**Excerpt provided**
Last year I found the hashtag #ScienceSeptember on Instagram and it made my public health, science writing heart so happy. It’s pretty much what it sounds like: in September, try to read books focusing on science and nature topics, and then post about what you’re reading and tag them so others can see and get ideas. There are so many great science and nature books out there now. Even if you think science isn’t necessarily your thing, you might be surprised. If you’re looking for even more science books to add to your TBR pile, check out this post and this post.
The Hour of Land: A Personal Topography of America’s National Parks by Terry Tempest Williams
This might be my favorite TTW book, although her newest book Erosion is also fabulous. But as someone who has developed and nurtured a love of National Parks in the past year or so, this book is pretty special to me. TTW takes the reader to a variety of National Parks, including Acadia, Canyonlands, Glacier, and Gates of the Arctic. She blends history with memoir with breathtaking nature writing, and even if you don’t know the first thing about nature or National Parks, you’ll love this book. Her essays not only capture personal journeys, but they’re also a reminder of why we need to protect our public lands and where they fit in today’s ecopolitical climate.

**Excerpted records**
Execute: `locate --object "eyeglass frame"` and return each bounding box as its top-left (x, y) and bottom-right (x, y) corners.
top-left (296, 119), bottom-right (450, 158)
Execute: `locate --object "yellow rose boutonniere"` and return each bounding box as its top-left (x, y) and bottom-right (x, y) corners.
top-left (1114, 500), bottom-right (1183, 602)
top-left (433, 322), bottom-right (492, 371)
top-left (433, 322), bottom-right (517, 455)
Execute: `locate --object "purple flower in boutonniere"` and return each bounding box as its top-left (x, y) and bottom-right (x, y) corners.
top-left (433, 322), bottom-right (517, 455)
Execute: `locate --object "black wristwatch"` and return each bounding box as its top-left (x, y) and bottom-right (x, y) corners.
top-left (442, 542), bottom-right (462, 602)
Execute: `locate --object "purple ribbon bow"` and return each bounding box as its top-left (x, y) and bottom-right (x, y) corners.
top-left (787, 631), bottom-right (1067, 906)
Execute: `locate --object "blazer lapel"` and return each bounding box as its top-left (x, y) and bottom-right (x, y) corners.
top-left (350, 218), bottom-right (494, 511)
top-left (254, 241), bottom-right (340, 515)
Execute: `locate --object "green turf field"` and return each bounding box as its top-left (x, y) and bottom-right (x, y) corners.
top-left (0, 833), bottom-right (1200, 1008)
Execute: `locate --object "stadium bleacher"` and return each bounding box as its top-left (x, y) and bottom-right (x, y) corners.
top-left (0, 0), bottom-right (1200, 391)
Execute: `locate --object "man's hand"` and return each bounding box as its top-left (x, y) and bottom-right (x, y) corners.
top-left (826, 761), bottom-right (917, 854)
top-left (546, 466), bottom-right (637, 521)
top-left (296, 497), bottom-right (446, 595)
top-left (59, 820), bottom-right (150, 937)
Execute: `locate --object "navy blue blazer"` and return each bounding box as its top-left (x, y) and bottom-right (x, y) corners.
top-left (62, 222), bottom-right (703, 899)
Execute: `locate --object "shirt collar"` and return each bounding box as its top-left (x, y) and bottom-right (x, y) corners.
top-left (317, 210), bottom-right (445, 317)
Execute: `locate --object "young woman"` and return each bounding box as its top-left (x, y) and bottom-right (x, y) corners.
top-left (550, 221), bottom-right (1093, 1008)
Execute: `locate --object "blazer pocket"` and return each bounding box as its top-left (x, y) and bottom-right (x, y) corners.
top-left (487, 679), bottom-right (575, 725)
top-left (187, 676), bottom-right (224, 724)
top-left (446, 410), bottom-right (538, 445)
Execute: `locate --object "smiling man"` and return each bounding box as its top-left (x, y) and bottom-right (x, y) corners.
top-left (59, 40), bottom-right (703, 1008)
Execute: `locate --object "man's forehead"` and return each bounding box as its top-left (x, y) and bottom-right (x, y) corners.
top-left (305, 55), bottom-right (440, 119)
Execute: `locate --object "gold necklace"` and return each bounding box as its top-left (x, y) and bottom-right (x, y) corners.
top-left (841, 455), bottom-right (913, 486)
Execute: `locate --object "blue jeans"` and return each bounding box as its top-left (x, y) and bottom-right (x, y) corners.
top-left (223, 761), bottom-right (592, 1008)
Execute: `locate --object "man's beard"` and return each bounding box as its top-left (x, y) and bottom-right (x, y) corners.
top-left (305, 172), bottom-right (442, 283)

**Required action 1**
Summarize the blog post in two sentences.
**Required action 2**
List every National Park that the blog post names.
**Required action 3**
According to the blog post, what is the title of Terry Tempest Williams's newest book?
The data above are not needed for any task.

**Answer 1**
The writer describes #ScienceSeptember, an Instagram hashtag for reading science and nature books in September and posting about them so others can get ideas, and suggests that even readers who doubt science is their thing might be surprised. The post then recommends Terry Tempest Williams's The Hour of Land, which blends history, memoir and nature writing about several National Parks and reminds readers why public lands need protection.

**Answer 2**
- Acadia
- Canyonlands
- Glacier
- Gates of the Arctic

**Answer 3**
Erosion